* _TEXTABSCHNITT_

---

Fangen wir in der Wirtschaft an: Von den 30 größten Dax-Konzernen haben die wenigsten in den Vorstandsetagen ostdeutsche Manager sitzen. Um ganz genau zu sein: Von 201 Vorstandsmitgliedern, die zu diesen Gremien gehören, was schätzen Sie, wie viele kommen aus Ostdeutschland? Wenn wir jetzt auf die 20 Prozent abstellen würden, die ja den Gesamtanteil an der deutschen Bevölkerung ausmachen, dann müssten das so um die 40 sein. Glauben Sie, dass das 40 sind? Nein? Vielleicht die Hälfte, 20? Auch nicht? Sind es vielleicht zehn? Es sind im Ganzen vier; vier von 201!
Jetzt wollen wir mal weiterschauen – in Verwaltung und Politik: Von 109 Abteilungsleitern in den Bundesministerien kommen aus Ostdeutschland: vier. Von insgesamt 64 Staatssekretären in den Bundesministerien kommen derzeit aus Ostdeutschland: drei. Drei Viertel aller Abteilungsleiter in ostdeutschen Ministerien stammen aus dem Westen. Sie können auch gern einfach mal die hiesigen Ministerien im Kopf durchgehen oder nehmen Sie sich mal so ein Telefonverzeichnis, ob das auch für Thüringen zutrifft. Ich kann das mit einer starken vertikalen Kopfbewegung bejahen. Ja, das ist auch bei uns so.
94 Prozent der Richter an den obersten ostdeutschen Gerichten kommen aus Westdeutschland. Und schätzen Sie doch mal bitte, wie viele von den 89 Rektoren und Präsidenten an staatlichen Universitäten Ostdeutsche sind, einfach mal schätzen: Es sind null, kein einziger, es gibt keinen.

---

* _AUFGABENSTELLUNG_
Schreiben Sie aus dem Redeauszug über Ostdeutsche in Führungspositionen alles von „94 Prozent der“ bis hinunter zu „es gibt keinen.“ wortgetreu ab. Die Einträge werden für die Bearbeitung nicht gebraucht.

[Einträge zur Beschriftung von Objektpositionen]

---

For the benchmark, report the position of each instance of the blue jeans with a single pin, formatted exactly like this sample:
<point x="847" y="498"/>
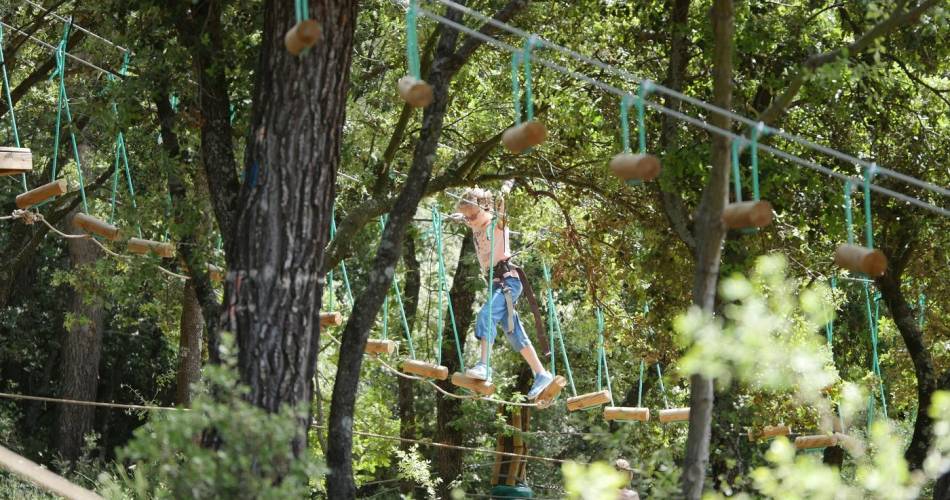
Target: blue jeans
<point x="497" y="308"/>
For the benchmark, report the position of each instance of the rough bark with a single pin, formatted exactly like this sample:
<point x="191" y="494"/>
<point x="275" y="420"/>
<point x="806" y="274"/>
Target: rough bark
<point x="189" y="345"/>
<point x="710" y="234"/>
<point x="282" y="225"/>
<point x="448" y="462"/>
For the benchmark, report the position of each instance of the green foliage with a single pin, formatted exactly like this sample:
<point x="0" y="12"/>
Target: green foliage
<point x="252" y="457"/>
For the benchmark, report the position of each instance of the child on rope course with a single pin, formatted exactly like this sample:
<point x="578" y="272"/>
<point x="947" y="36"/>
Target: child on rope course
<point x="508" y="282"/>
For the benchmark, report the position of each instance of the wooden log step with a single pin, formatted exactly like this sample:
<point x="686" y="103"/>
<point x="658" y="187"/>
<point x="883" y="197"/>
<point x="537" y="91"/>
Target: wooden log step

---

* _ERGEBNIS_
94 Prozent der Richter an den obersten ostdeutschen Gerichten kommen aus Westdeutschland. Und schätzen Sie doch mal bitte, wie viele von den 89 Rektoren und Präsidenten an staatlichen Universitäten Ostdeutsche sind, einfach mal schätzen: Es sind null, kein einziger, es gibt keinen.